**Supplied text:**
Ngô Quốc Anh

November 26, 2009

R-G: Ricci curvature

Filed under: Riemannian geometry — Ngô Quốc Anh @ 19:56

In differential geometry, the Ricci curvature tensor, named after Gregorio Ricci-Curbastro, represents the amount by which the volume element of a geodesic ball in a curved Riemannian manifold deviates from that of the standard ball in Euclidean space. As such, it provides one way of measuring the degree to which the geometry determined by a given Riemannian metric might differ from that of ordinary Euclidean n-space. More generally, the Ricci tensor is defined on any pseudo-Riemannian manifold. Like the metric itself, the Ricci tensor is a symmetric bilinear form on the tangent space of the manifold.

**What is needed:** Could you carry on the Ricci curvature post past its final sentence?

**Data block:**
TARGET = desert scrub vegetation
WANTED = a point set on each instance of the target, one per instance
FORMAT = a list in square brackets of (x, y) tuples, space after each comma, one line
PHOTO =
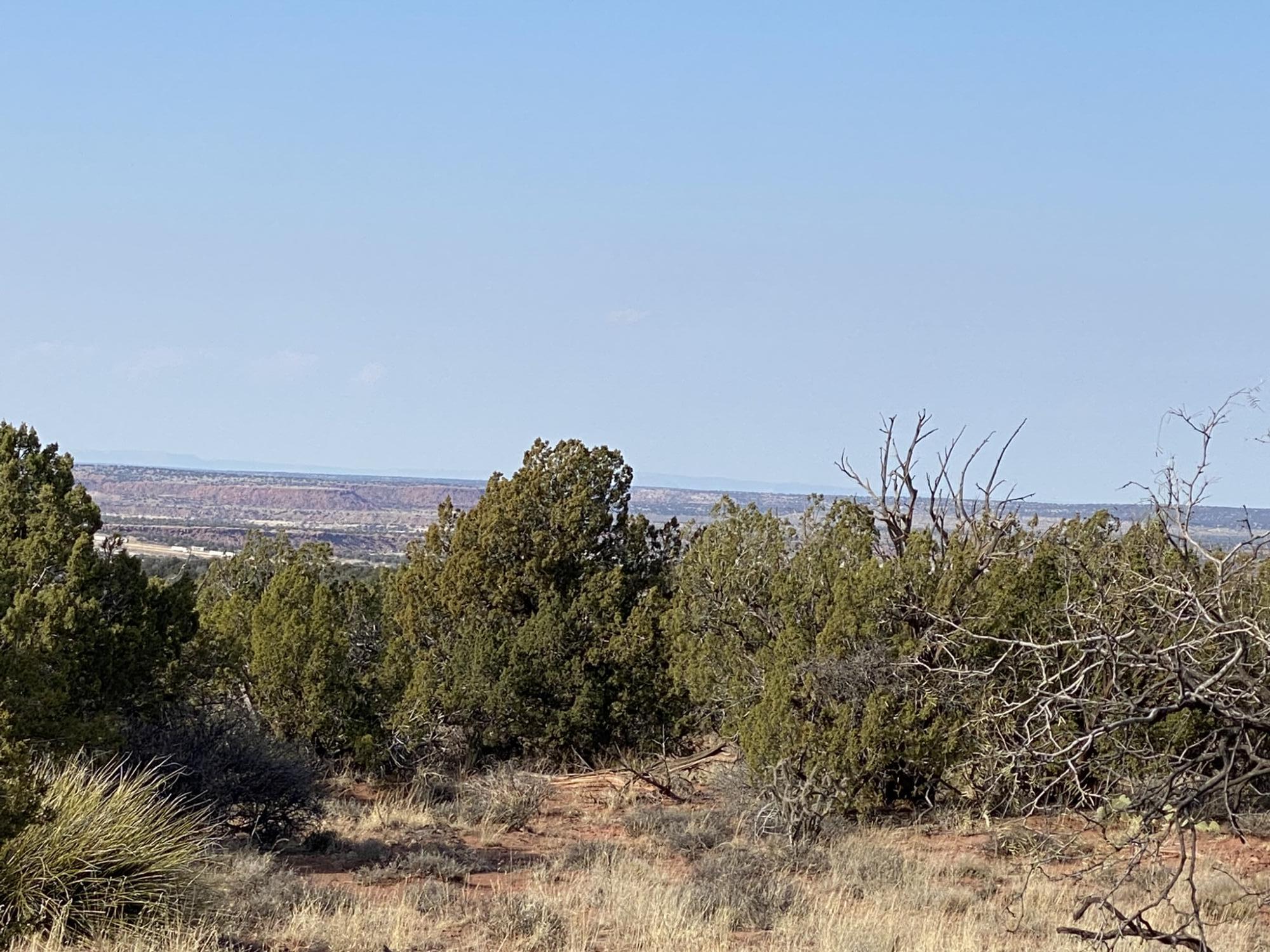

**Written answer:**
The Ricci curvature is broadly applicable to modern Riemannian geometry and general relativity theory. In connection with the latter, it is up to an overall trace term, the portion of the Einstein field equation representing the geometry of spacetime, the other significant portion of which comes from the presence of matter and energy. In connection with the former, lower bounds on the Ricci tensor on a Riemannian manifold allow one to extract global geometric and topological information by comparison (cf. comparison theorem) with the geometry of a constant curvature space form. If the Ricci tensor satisfies the vacuum Einstein equation, then the manifold is an Einstein manifold, which have been extensively studied (cf. Besse 1987). In this connection, the Ricci flow equation governs the evolution of a given metric to an Einstein metric, the precise manner in which this occurs ultimately leads to the solution of the Poincaré conjecture.

Definition. Ricci curvature (or Ricci tensor) is an $(2,0)$-tensor field denoted by $\rm Ric$, that is ${\rm Ric} : TM \times TM \to \mathbb R$, defined by ${\rm Ric}(X,Y) = {\rm Trace}( x \to R(x, X)Y)$.

In local coordinates, $\rm Ric$ is of the form ${\rm Ric} = R_{ij} dx^i \otimes dx^j$.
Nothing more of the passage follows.